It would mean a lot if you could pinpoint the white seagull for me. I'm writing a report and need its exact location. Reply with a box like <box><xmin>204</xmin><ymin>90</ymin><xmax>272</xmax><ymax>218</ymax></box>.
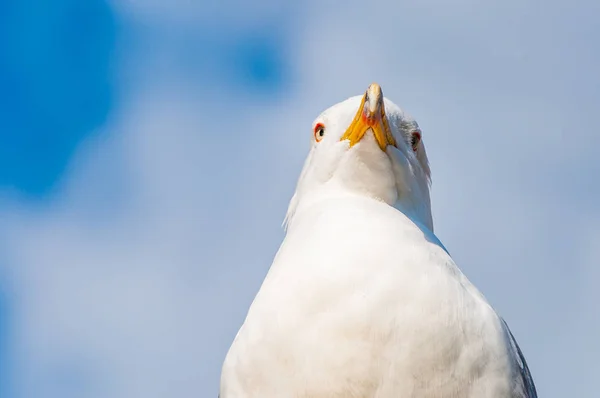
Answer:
<box><xmin>220</xmin><ymin>83</ymin><xmax>537</xmax><ymax>398</ymax></box>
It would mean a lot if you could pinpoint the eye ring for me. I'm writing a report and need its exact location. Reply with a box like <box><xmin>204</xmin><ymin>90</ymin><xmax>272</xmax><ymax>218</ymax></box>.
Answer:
<box><xmin>314</xmin><ymin>123</ymin><xmax>325</xmax><ymax>142</ymax></box>
<box><xmin>410</xmin><ymin>131</ymin><xmax>421</xmax><ymax>152</ymax></box>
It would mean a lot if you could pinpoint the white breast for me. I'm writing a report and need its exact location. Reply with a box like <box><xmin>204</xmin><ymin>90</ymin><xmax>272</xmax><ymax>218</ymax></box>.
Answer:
<box><xmin>221</xmin><ymin>198</ymin><xmax>511</xmax><ymax>398</ymax></box>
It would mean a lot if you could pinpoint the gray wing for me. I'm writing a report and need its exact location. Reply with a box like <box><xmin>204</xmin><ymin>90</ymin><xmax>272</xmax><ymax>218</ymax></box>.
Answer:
<box><xmin>502</xmin><ymin>319</ymin><xmax>537</xmax><ymax>398</ymax></box>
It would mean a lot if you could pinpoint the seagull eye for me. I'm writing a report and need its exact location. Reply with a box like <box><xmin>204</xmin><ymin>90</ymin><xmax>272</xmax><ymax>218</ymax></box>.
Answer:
<box><xmin>410</xmin><ymin>131</ymin><xmax>421</xmax><ymax>152</ymax></box>
<box><xmin>315</xmin><ymin>123</ymin><xmax>325</xmax><ymax>142</ymax></box>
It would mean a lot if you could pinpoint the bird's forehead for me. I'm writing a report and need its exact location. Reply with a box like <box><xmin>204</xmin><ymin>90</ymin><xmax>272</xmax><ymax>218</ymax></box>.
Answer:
<box><xmin>315</xmin><ymin>95</ymin><xmax>413</xmax><ymax>124</ymax></box>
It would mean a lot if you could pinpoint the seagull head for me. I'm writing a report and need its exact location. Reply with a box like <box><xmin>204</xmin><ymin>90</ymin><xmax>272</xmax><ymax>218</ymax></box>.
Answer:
<box><xmin>286</xmin><ymin>83</ymin><xmax>433</xmax><ymax>231</ymax></box>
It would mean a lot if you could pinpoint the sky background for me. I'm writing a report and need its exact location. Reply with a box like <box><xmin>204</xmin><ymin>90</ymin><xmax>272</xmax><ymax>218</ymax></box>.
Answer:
<box><xmin>0</xmin><ymin>0</ymin><xmax>600</xmax><ymax>398</ymax></box>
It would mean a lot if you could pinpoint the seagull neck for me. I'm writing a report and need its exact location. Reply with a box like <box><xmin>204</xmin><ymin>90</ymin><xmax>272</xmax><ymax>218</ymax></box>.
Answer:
<box><xmin>394</xmin><ymin>180</ymin><xmax>433</xmax><ymax>232</ymax></box>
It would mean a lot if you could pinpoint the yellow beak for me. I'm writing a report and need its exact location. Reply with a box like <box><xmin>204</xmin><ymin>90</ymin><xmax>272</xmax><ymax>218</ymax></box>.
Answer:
<box><xmin>340</xmin><ymin>83</ymin><xmax>396</xmax><ymax>151</ymax></box>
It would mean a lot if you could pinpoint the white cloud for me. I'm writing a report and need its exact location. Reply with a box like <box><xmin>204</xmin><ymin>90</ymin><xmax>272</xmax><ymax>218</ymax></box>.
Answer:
<box><xmin>0</xmin><ymin>1</ymin><xmax>600</xmax><ymax>398</ymax></box>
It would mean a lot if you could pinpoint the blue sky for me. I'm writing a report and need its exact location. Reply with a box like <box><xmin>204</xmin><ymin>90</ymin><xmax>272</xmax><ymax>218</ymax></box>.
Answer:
<box><xmin>0</xmin><ymin>0</ymin><xmax>600</xmax><ymax>398</ymax></box>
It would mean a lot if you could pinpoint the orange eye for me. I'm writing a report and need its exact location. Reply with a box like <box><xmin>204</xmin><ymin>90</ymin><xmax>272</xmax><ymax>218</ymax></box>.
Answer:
<box><xmin>410</xmin><ymin>131</ymin><xmax>421</xmax><ymax>152</ymax></box>
<box><xmin>315</xmin><ymin>123</ymin><xmax>325</xmax><ymax>142</ymax></box>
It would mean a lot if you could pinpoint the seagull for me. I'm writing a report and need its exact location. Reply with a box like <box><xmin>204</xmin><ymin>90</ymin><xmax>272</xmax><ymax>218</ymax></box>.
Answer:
<box><xmin>219</xmin><ymin>83</ymin><xmax>537</xmax><ymax>398</ymax></box>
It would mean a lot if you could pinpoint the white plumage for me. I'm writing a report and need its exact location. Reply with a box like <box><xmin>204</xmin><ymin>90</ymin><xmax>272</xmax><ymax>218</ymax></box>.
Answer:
<box><xmin>220</xmin><ymin>84</ymin><xmax>536</xmax><ymax>398</ymax></box>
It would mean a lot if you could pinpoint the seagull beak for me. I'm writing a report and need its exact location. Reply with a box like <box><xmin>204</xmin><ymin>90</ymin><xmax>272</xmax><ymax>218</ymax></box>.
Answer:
<box><xmin>340</xmin><ymin>83</ymin><xmax>396</xmax><ymax>152</ymax></box>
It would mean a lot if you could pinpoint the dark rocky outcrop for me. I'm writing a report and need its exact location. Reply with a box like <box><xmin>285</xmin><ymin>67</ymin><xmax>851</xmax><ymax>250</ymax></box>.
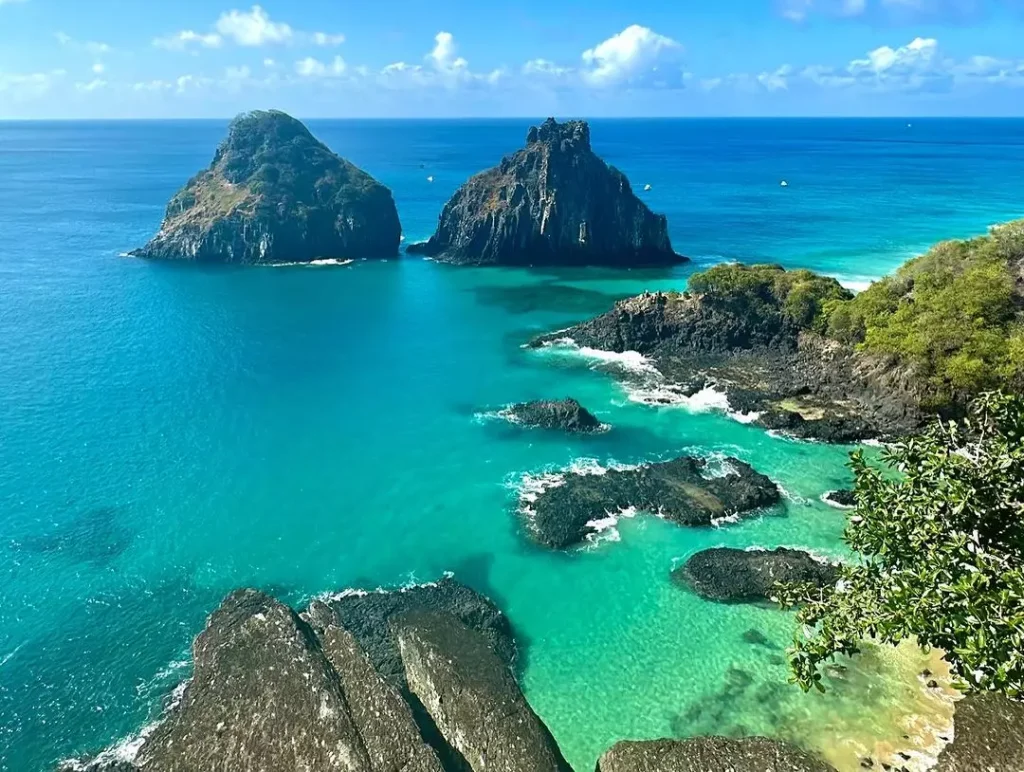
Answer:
<box><xmin>61</xmin><ymin>578</ymin><xmax>532</xmax><ymax>772</ymax></box>
<box><xmin>672</xmin><ymin>547</ymin><xmax>839</xmax><ymax>603</ymax></box>
<box><xmin>531</xmin><ymin>280</ymin><xmax>925</xmax><ymax>442</ymax></box>
<box><xmin>130</xmin><ymin>590</ymin><xmax>373</xmax><ymax>772</ymax></box>
<box><xmin>408</xmin><ymin>119</ymin><xmax>685</xmax><ymax>267</ymax></box>
<box><xmin>933</xmin><ymin>694</ymin><xmax>1024</xmax><ymax>772</ymax></box>
<box><xmin>398</xmin><ymin>614</ymin><xmax>569</xmax><ymax>772</ymax></box>
<box><xmin>597</xmin><ymin>737</ymin><xmax>835</xmax><ymax>772</ymax></box>
<box><xmin>132</xmin><ymin>111</ymin><xmax>401</xmax><ymax>263</ymax></box>
<box><xmin>523</xmin><ymin>456</ymin><xmax>779</xmax><ymax>549</ymax></box>
<box><xmin>306</xmin><ymin>576</ymin><xmax>517</xmax><ymax>687</ymax></box>
<box><xmin>821</xmin><ymin>488</ymin><xmax>857</xmax><ymax>509</ymax></box>
<box><xmin>502</xmin><ymin>398</ymin><xmax>604</xmax><ymax>432</ymax></box>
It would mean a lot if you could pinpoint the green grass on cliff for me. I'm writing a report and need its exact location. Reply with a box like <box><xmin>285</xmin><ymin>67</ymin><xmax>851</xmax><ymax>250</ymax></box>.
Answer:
<box><xmin>689</xmin><ymin>263</ymin><xmax>853</xmax><ymax>333</ymax></box>
<box><xmin>689</xmin><ymin>220</ymin><xmax>1024</xmax><ymax>408</ymax></box>
<box><xmin>826</xmin><ymin>220</ymin><xmax>1024</xmax><ymax>401</ymax></box>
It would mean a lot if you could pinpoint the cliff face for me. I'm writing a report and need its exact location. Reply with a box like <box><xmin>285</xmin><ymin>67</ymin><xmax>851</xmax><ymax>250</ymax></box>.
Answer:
<box><xmin>132</xmin><ymin>111</ymin><xmax>401</xmax><ymax>263</ymax></box>
<box><xmin>409</xmin><ymin>118</ymin><xmax>685</xmax><ymax>267</ymax></box>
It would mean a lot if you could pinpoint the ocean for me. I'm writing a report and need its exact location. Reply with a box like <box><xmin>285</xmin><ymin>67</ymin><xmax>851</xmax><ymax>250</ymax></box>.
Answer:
<box><xmin>0</xmin><ymin>119</ymin><xmax>1024</xmax><ymax>772</ymax></box>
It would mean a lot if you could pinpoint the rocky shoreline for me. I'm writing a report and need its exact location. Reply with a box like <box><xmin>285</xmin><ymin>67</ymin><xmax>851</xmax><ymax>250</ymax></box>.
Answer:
<box><xmin>672</xmin><ymin>547</ymin><xmax>839</xmax><ymax>603</ymax></box>
<box><xmin>500</xmin><ymin>397</ymin><xmax>608</xmax><ymax>434</ymax></box>
<box><xmin>520</xmin><ymin>456</ymin><xmax>780</xmax><ymax>550</ymax></box>
<box><xmin>529</xmin><ymin>280</ymin><xmax>926</xmax><ymax>443</ymax></box>
<box><xmin>59</xmin><ymin>577</ymin><xmax>1024</xmax><ymax>772</ymax></box>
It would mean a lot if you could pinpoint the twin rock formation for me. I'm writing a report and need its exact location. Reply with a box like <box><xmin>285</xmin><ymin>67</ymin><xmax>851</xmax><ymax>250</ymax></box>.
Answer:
<box><xmin>132</xmin><ymin>111</ymin><xmax>685</xmax><ymax>267</ymax></box>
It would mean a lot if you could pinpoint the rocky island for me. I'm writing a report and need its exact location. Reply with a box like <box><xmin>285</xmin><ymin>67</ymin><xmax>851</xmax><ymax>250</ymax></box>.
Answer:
<box><xmin>672</xmin><ymin>547</ymin><xmax>839</xmax><ymax>603</ymax></box>
<box><xmin>408</xmin><ymin>118</ymin><xmax>685</xmax><ymax>268</ymax></box>
<box><xmin>532</xmin><ymin>220</ymin><xmax>1024</xmax><ymax>442</ymax></box>
<box><xmin>521</xmin><ymin>456</ymin><xmax>779</xmax><ymax>550</ymax></box>
<box><xmin>502</xmin><ymin>398</ymin><xmax>604</xmax><ymax>433</ymax></box>
<box><xmin>130</xmin><ymin>111</ymin><xmax>401</xmax><ymax>263</ymax></box>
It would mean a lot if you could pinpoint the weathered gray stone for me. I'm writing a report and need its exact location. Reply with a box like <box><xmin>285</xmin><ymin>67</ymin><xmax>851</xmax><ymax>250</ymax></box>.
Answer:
<box><xmin>409</xmin><ymin>119</ymin><xmax>686</xmax><ymax>267</ymax></box>
<box><xmin>398</xmin><ymin>614</ymin><xmax>569</xmax><ymax>772</ymax></box>
<box><xmin>933</xmin><ymin>694</ymin><xmax>1024</xmax><ymax>772</ymax></box>
<box><xmin>132</xmin><ymin>111</ymin><xmax>401</xmax><ymax>263</ymax></box>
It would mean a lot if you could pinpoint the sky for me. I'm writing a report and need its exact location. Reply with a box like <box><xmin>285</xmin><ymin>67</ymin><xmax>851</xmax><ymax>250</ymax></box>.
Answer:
<box><xmin>0</xmin><ymin>0</ymin><xmax>1024</xmax><ymax>119</ymax></box>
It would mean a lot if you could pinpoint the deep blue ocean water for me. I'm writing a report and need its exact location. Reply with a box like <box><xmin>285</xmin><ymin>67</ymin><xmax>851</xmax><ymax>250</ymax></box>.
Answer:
<box><xmin>0</xmin><ymin>115</ymin><xmax>1024</xmax><ymax>772</ymax></box>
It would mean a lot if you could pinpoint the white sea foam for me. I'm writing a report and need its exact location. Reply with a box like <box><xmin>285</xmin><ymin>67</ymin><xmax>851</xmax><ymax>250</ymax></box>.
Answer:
<box><xmin>818</xmin><ymin>490</ymin><xmax>855</xmax><ymax>510</ymax></box>
<box><xmin>262</xmin><ymin>257</ymin><xmax>355</xmax><ymax>268</ymax></box>
<box><xmin>0</xmin><ymin>643</ymin><xmax>25</xmax><ymax>668</ymax></box>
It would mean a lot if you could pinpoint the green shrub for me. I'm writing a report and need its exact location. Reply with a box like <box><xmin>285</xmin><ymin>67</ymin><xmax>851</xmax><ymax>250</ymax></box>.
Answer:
<box><xmin>779</xmin><ymin>393</ymin><xmax>1024</xmax><ymax>696</ymax></box>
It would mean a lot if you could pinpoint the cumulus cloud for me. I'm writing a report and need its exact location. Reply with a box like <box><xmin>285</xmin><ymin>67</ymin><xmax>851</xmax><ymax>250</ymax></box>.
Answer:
<box><xmin>153</xmin><ymin>30</ymin><xmax>224</xmax><ymax>51</ymax></box>
<box><xmin>582</xmin><ymin>25</ymin><xmax>682</xmax><ymax>86</ymax></box>
<box><xmin>377</xmin><ymin>31</ymin><xmax>505</xmax><ymax>88</ymax></box>
<box><xmin>295</xmin><ymin>56</ymin><xmax>346</xmax><ymax>78</ymax></box>
<box><xmin>216</xmin><ymin>5</ymin><xmax>295</xmax><ymax>46</ymax></box>
<box><xmin>311</xmin><ymin>32</ymin><xmax>345</xmax><ymax>47</ymax></box>
<box><xmin>153</xmin><ymin>5</ymin><xmax>345</xmax><ymax>52</ymax></box>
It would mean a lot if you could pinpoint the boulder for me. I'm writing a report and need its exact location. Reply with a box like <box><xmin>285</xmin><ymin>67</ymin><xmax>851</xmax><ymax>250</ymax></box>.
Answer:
<box><xmin>933</xmin><ymin>694</ymin><xmax>1024</xmax><ymax>772</ymax></box>
<box><xmin>821</xmin><ymin>488</ymin><xmax>857</xmax><ymax>509</ymax></box>
<box><xmin>409</xmin><ymin>119</ymin><xmax>686</xmax><ymax>267</ymax></box>
<box><xmin>522</xmin><ymin>456</ymin><xmax>779</xmax><ymax>549</ymax></box>
<box><xmin>398</xmin><ymin>613</ymin><xmax>570</xmax><ymax>772</ymax></box>
<box><xmin>306</xmin><ymin>576</ymin><xmax>517</xmax><ymax>688</ymax></box>
<box><xmin>131</xmin><ymin>111</ymin><xmax>401</xmax><ymax>263</ymax></box>
<box><xmin>135</xmin><ymin>590</ymin><xmax>375</xmax><ymax>772</ymax></box>
<box><xmin>597</xmin><ymin>737</ymin><xmax>835</xmax><ymax>772</ymax></box>
<box><xmin>502</xmin><ymin>398</ymin><xmax>604</xmax><ymax>433</ymax></box>
<box><xmin>672</xmin><ymin>547</ymin><xmax>839</xmax><ymax>603</ymax></box>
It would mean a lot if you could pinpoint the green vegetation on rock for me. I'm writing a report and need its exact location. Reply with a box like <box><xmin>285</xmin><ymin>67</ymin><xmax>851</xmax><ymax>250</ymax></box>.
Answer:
<box><xmin>779</xmin><ymin>393</ymin><xmax>1024</xmax><ymax>697</ymax></box>
<box><xmin>689</xmin><ymin>220</ymin><xmax>1024</xmax><ymax>412</ymax></box>
<box><xmin>827</xmin><ymin>220</ymin><xmax>1024</xmax><ymax>405</ymax></box>
<box><xmin>689</xmin><ymin>263</ymin><xmax>853</xmax><ymax>333</ymax></box>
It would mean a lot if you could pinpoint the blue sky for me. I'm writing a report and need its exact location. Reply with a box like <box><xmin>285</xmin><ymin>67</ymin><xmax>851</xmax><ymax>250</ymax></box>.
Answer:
<box><xmin>0</xmin><ymin>0</ymin><xmax>1024</xmax><ymax>119</ymax></box>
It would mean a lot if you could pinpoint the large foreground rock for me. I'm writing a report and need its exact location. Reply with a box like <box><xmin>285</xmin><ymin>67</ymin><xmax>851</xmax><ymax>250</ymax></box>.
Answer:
<box><xmin>672</xmin><ymin>547</ymin><xmax>839</xmax><ymax>603</ymax></box>
<box><xmin>503</xmin><ymin>398</ymin><xmax>604</xmax><ymax>433</ymax></box>
<box><xmin>132</xmin><ymin>111</ymin><xmax>401</xmax><ymax>263</ymax></box>
<box><xmin>136</xmin><ymin>590</ymin><xmax>374</xmax><ymax>772</ymax></box>
<box><xmin>521</xmin><ymin>456</ymin><xmax>779</xmax><ymax>549</ymax></box>
<box><xmin>934</xmin><ymin>694</ymin><xmax>1024</xmax><ymax>772</ymax></box>
<box><xmin>597</xmin><ymin>737</ymin><xmax>835</xmax><ymax>772</ymax></box>
<box><xmin>409</xmin><ymin>119</ymin><xmax>685</xmax><ymax>267</ymax></box>
<box><xmin>398</xmin><ymin>614</ymin><xmax>569</xmax><ymax>772</ymax></box>
<box><xmin>307</xmin><ymin>576</ymin><xmax>517</xmax><ymax>688</ymax></box>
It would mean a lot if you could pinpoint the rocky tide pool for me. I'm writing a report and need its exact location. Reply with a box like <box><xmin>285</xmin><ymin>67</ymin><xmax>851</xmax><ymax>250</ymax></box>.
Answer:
<box><xmin>0</xmin><ymin>121</ymin><xmax>1024</xmax><ymax>772</ymax></box>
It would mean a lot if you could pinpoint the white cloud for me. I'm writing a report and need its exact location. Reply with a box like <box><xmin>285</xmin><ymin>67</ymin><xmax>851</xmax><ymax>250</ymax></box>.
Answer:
<box><xmin>583</xmin><ymin>25</ymin><xmax>682</xmax><ymax>86</ymax></box>
<box><xmin>75</xmin><ymin>78</ymin><xmax>106</xmax><ymax>93</ymax></box>
<box><xmin>153</xmin><ymin>30</ymin><xmax>223</xmax><ymax>51</ymax></box>
<box><xmin>132</xmin><ymin>80</ymin><xmax>174</xmax><ymax>91</ymax></box>
<box><xmin>216</xmin><ymin>5</ymin><xmax>294</xmax><ymax>46</ymax></box>
<box><xmin>758</xmin><ymin>65</ymin><xmax>793</xmax><ymax>91</ymax></box>
<box><xmin>295</xmin><ymin>56</ymin><xmax>346</xmax><ymax>78</ymax></box>
<box><xmin>311</xmin><ymin>32</ymin><xmax>345</xmax><ymax>47</ymax></box>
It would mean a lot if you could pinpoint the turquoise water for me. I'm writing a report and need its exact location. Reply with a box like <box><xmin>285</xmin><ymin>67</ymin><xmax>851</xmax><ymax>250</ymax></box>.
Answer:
<box><xmin>0</xmin><ymin>121</ymin><xmax>1024</xmax><ymax>772</ymax></box>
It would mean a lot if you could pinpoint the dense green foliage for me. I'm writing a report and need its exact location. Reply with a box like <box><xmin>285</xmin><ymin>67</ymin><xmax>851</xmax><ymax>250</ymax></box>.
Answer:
<box><xmin>689</xmin><ymin>263</ymin><xmax>853</xmax><ymax>332</ymax></box>
<box><xmin>780</xmin><ymin>393</ymin><xmax>1024</xmax><ymax>696</ymax></box>
<box><xmin>827</xmin><ymin>220</ymin><xmax>1024</xmax><ymax>404</ymax></box>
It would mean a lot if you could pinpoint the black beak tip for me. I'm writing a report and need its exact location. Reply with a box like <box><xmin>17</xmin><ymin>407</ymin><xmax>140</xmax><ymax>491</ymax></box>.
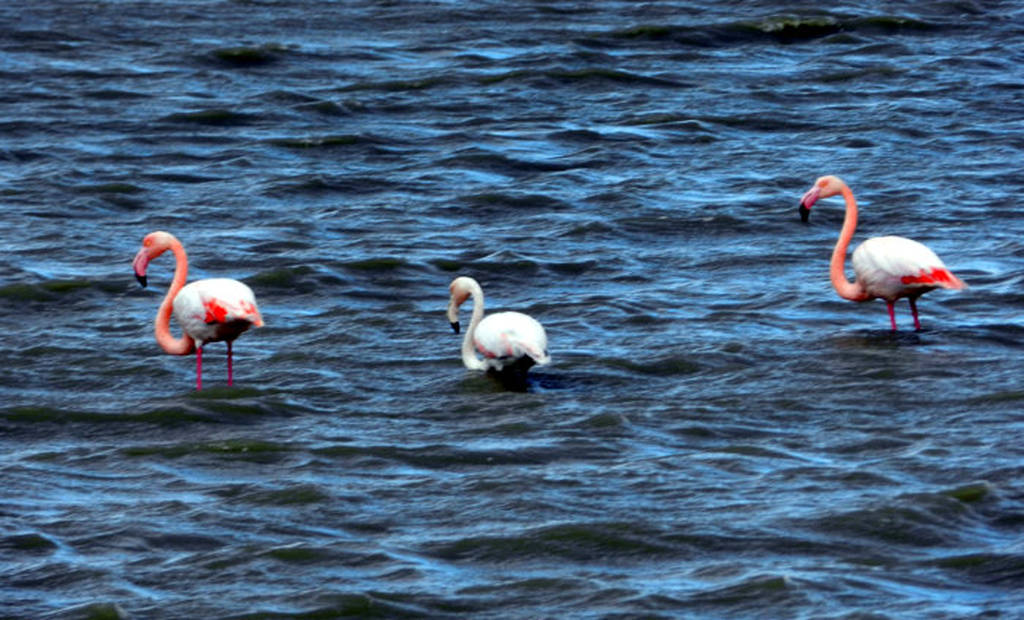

### Short exercise
Locate every line in the records that contains the word "blue" and copy each one in full. Match case exactly.

### Task output
It would mean a lot if you could pinpoint the blue sky for me. I'm writing a report and need its exact location. Reply with a box like <box><xmin>204</xmin><ymin>90</ymin><xmax>272</xmax><ymax>218</ymax></box>.
It would mean a lot if you could pinpoint the deep blue ocean water for me. I'm writing a report and need its exact location. Reply with a box like <box><xmin>285</xmin><ymin>67</ymin><xmax>851</xmax><ymax>250</ymax></box>.
It would mean a lot if you could pinpoint the blue sky for me. I'm writing a report and need its exact location. Reply with a box like <box><xmin>285</xmin><ymin>67</ymin><xmax>851</xmax><ymax>250</ymax></box>.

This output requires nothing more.